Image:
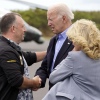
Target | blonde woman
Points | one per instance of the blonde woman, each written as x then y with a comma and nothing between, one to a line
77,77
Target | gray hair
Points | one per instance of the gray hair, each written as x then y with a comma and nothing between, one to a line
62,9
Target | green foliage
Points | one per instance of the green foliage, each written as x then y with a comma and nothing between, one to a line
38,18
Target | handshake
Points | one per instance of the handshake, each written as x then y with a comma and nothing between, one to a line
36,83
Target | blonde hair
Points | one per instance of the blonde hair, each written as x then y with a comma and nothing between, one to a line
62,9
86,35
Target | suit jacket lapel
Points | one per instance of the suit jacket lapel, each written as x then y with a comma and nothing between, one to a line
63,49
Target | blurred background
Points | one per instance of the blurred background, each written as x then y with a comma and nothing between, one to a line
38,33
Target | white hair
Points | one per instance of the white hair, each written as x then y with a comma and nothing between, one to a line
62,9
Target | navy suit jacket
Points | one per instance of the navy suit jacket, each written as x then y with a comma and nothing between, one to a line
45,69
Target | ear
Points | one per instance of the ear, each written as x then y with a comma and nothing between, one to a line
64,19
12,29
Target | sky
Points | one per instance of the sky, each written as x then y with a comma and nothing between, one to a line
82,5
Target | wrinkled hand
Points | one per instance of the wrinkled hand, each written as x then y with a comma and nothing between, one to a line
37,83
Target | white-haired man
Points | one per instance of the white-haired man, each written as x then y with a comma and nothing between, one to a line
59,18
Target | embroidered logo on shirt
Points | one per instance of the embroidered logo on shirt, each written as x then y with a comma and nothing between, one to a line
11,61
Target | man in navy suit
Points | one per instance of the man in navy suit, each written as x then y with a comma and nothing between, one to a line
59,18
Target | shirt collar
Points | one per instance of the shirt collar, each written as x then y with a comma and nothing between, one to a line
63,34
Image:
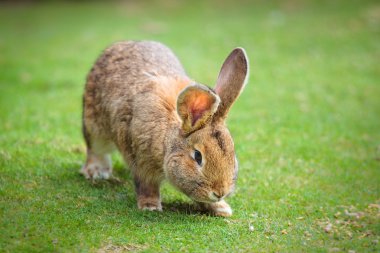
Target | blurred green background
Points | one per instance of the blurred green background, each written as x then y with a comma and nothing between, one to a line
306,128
━━━━━━━━━━━━━━━━
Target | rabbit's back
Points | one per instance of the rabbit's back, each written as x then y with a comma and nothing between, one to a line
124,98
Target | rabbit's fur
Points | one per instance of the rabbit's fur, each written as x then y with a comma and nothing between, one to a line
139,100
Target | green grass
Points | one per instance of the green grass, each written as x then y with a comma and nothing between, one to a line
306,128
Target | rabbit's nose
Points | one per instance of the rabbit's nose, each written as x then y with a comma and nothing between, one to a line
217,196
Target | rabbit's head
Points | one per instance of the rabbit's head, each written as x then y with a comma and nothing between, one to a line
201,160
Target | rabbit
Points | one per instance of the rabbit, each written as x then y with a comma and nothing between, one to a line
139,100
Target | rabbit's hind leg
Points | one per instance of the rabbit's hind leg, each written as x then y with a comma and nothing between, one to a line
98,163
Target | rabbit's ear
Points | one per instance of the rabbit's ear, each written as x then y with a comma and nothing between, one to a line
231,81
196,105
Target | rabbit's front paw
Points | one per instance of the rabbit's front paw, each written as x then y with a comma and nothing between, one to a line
━━━━━━━━━━━━━━━━
Work instructions: Return each line from the two blocks above that contains the word "foliage", copying every such line in full.

Complete output:
Target | green foliage
Points | one per instance of the green foliage, each written as x then y with a comma and nothing between, one to a line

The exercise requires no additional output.